## Exercise prompt
Repeat, exactly and completely, the entries shown underneath.

BEGIN

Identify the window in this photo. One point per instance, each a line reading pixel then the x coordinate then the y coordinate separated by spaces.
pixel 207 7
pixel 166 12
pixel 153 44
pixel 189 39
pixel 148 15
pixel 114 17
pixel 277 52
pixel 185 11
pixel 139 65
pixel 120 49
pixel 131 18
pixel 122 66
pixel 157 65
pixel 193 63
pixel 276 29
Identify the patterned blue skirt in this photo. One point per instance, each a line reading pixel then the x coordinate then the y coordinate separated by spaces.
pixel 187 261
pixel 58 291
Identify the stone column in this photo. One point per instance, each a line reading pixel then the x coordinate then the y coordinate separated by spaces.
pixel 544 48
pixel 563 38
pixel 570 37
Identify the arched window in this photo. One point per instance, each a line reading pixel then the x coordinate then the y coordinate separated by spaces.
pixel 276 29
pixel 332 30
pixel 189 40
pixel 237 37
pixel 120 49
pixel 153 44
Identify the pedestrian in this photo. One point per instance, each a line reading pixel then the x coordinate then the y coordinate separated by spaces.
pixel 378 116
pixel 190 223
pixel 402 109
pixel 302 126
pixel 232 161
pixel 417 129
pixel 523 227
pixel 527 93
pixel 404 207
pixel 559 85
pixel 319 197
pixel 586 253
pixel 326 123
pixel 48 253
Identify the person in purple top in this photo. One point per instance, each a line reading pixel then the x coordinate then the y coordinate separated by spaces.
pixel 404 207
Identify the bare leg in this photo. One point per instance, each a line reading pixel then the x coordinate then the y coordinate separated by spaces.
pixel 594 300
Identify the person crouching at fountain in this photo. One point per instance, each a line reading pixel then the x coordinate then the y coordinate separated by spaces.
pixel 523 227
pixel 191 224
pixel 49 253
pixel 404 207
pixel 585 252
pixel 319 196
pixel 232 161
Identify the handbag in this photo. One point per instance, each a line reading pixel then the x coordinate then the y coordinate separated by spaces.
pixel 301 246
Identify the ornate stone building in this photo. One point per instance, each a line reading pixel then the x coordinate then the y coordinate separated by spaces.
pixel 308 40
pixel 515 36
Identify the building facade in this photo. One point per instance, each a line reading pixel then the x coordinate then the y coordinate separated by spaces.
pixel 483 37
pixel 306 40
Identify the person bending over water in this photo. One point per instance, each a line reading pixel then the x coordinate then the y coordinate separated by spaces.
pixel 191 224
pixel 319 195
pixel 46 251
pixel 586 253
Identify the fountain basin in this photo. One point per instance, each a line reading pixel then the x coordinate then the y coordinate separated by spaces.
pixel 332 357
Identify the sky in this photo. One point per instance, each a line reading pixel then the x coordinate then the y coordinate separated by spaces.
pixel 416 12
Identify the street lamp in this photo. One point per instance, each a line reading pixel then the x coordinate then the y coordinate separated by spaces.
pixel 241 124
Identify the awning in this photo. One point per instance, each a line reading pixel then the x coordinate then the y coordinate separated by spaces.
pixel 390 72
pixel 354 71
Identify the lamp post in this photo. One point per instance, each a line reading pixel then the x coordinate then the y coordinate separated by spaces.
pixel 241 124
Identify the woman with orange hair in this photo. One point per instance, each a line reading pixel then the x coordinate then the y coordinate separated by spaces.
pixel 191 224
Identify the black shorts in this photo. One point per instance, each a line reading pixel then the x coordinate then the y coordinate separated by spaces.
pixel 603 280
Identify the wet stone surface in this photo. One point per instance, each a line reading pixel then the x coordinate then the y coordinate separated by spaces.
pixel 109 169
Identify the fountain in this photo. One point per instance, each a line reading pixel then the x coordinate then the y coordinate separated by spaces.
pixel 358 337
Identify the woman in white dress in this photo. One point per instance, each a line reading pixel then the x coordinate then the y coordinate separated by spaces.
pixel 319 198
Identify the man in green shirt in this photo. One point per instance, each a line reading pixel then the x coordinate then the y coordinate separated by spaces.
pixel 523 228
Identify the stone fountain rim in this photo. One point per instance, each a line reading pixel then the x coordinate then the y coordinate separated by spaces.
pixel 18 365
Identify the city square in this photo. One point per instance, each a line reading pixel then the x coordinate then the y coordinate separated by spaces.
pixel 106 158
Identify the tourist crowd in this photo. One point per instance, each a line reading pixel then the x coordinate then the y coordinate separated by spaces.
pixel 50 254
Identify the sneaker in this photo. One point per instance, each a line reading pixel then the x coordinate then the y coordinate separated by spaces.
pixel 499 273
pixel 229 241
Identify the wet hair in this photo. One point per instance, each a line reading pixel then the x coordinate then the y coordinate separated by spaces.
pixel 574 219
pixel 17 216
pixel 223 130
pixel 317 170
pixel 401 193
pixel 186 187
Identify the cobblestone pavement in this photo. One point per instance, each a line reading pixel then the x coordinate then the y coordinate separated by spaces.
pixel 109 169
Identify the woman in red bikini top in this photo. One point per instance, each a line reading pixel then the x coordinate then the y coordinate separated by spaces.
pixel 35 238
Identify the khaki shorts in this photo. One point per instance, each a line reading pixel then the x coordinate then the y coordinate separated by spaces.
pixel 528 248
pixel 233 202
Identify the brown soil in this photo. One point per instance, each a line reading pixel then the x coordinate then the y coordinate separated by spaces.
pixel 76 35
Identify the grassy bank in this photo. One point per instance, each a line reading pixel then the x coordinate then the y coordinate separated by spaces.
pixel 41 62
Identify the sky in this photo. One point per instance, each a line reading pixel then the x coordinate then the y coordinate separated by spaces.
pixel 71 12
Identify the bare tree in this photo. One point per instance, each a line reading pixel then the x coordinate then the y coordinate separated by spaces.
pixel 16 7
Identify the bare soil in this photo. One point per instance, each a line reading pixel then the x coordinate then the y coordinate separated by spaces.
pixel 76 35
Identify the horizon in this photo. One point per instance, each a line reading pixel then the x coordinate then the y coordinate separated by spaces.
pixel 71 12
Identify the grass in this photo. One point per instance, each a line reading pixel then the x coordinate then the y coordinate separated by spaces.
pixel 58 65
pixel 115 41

END

## Result of this task
Identify the window in this photo. One point per instance, each a line reading pixel then the x coordinate then the y coordinate separated by spaces.
pixel 207 7
pixel 166 12
pixel 153 44
pixel 189 39
pixel 148 15
pixel 114 17
pixel 277 52
pixel 185 11
pixel 139 65
pixel 120 49
pixel 131 18
pixel 122 66
pixel 157 65
pixel 193 63
pixel 276 29
Identify the patterned blue skirt in this photo. One point per instance, each a line reading pixel then the x coordinate then the y coordinate separated by spaces.
pixel 187 261
pixel 58 291
Identify the stone column in this photo. One point per instance, each a line reading pixel then the x coordinate then the y coordinate separated by spaces.
pixel 544 48
pixel 563 38
pixel 570 37
Identify the arched window in this photo. One point per instance, each a line reading pixel then the x coordinate then the y coordinate separated by spaces.
pixel 276 29
pixel 332 30
pixel 189 40
pixel 237 37
pixel 120 49
pixel 153 44
Identify the pedestrian in this photo. One point per instance, each a line reading pixel then the x coordinate then the y coordinate separated by spaces.
pixel 378 116
pixel 190 223
pixel 402 109
pixel 302 126
pixel 232 161
pixel 417 129
pixel 523 227
pixel 527 93
pixel 404 207
pixel 559 85
pixel 319 197
pixel 586 253
pixel 326 123
pixel 48 253
Identify the person in purple top in this photo. One point per instance, each a line reading pixel then the x coordinate then the y coordinate separated by spaces.
pixel 404 207
Identify the bare leg in this photo. One point per instance, each a line reading pixel then the x coordinate then the y coordinate separated by spaces.
pixel 594 300
Identify the person crouching at fountain in this photo. One point per instance, each a line reading pixel then the x coordinate then the y coordinate separated by spaces.
pixel 523 227
pixel 191 224
pixel 49 253
pixel 404 207
pixel 585 252
pixel 319 196
pixel 232 161
Identify the handbag in this photo. One point per instance, each a line reading pixel then the x coordinate then the y coordinate separated by spaces.
pixel 301 246
Identify the ornate stone building in this photo. One point per instance, each a line reading pixel then the x coordinate then the y coordinate separated by spaces.
pixel 308 40
pixel 515 36
Identify the building facade in this photo. One point per instance, each a line reading pixel then the x coordinate then the y coordinate separated by spaces.
pixel 483 37
pixel 306 40
Identify the person bending over water in this photo. One point per instance, each a line reading pixel then the x coordinate then the y coordinate separated by spaces.
pixel 191 224
pixel 319 195
pixel 46 251
pixel 586 253
Identify the fountain basin in this photo. One point per instance, each a line reading pixel then the x coordinate then the y coordinate separated by spaces.
pixel 332 357
Identify the sky in this photo. One point per instance, each a line reading pixel then the x coordinate then the y coordinate separated by spaces.
pixel 416 12
Identify the street lamp in this photo. One point per instance, each a line reading pixel then the x coordinate then the y coordinate separated by spaces.
pixel 241 124
Identify the awning in this photo. One point per instance, each a line reading pixel then the x coordinate then the y coordinate separated by spaces.
pixel 390 72
pixel 354 71
Identify the lamp post in this photo. One point per instance, each a line reading pixel then the x coordinate then the y coordinate separated by spaces.
pixel 241 124
Identify the woman with orange hair in this photo. One point per instance, each a line reading pixel then the x coordinate then the y coordinate separated by spaces.
pixel 191 224
Identify the black shorts in this photo. One point per instance, each a line reading pixel then the x coordinate then the y coordinate separated by spaces.
pixel 603 280
Identify the wet stone surface in this photo. One point per instance, each a line reading pixel then the x coordinate then the y coordinate separated by spaces.
pixel 109 169
Identify the fountain in this photo. One point per instance, each a line reading pixel then the x coordinate then the y coordinate separated by spaces.
pixel 358 337
Identify the woman in white dress in this photo. One point per instance, each a line reading pixel then the x coordinate then the y coordinate separated by spaces.
pixel 319 198
Identify the man in green shirt in this photo. One point per instance, each a line reading pixel then the x coordinate then the y coordinate separated by spaces.
pixel 523 228
Identify the stone fountain rim in this photo. One point per instance, each a line reading pixel then the x coordinate then the y coordinate separated by spaces.
pixel 18 365
Identify the city square in this photo. One point per instance, each a line reading pixel then the x coordinate then the y coordinate separated by spaces.
pixel 106 158
Identify the tourist crowd in this photo. One point per instance, each a line reading pixel then the x coordinate then the y coordinate separated by spaces.
pixel 50 254
Identify the sneaker in this photo. One point per instance, each a line reading pixel then the x coordinate then the y coordinate separated by spaces.
pixel 499 273
pixel 229 241
Identify the wet hair in this photo. One point per instance, each a line reading pixel then the x coordinate then the y coordinate separated by spaces.
pixel 574 219
pixel 17 216
pixel 223 130
pixel 317 170
pixel 401 193
pixel 186 187
Identify the cobblestone pavement in this photo. One point per instance, each a line reading pixel then the x coordinate then the y coordinate separated by spaces.
pixel 109 169
Identify the woman in red bikini top in this photo. One point per instance, each a line reading pixel then the x coordinate then the y coordinate separated by spaces.
pixel 35 238
Identify the khaki shorts in this photo. One point per instance, each a line reading pixel then the x coordinate then the y coordinate separated by spaces.
pixel 528 248
pixel 233 202
Identify the brown soil in this photo. One point per instance, each a line reading pixel then the x coordinate then the y coordinate separated by spaces.
pixel 76 35
Identify the grassy bank in this photo. One point per instance, each a line reading pixel then the x coordinate then the y coordinate separated by spaces.
pixel 41 62
Identify the sky in this photo. One point per instance, each a line reading pixel then the x coordinate then the y coordinate separated by spaces.
pixel 71 12
Identify the bare tree in this photo. One point per instance, each a line reading pixel then the x coordinate then the y coordinate separated by spaces.
pixel 16 7
Identify the bare soil in this photo. One point per instance, each a line reading pixel then the x coordinate then the y coordinate separated by spaces.
pixel 76 35
Identify the horizon in this photo. One point per instance, each a line reading pixel then the x coordinate then the y coordinate separated by spaces.
pixel 71 12
Identify the grass in this photo. One point per instance, each a line reading pixel then the x coordinate then the y coordinate separated by spaces.
pixel 58 65
pixel 115 41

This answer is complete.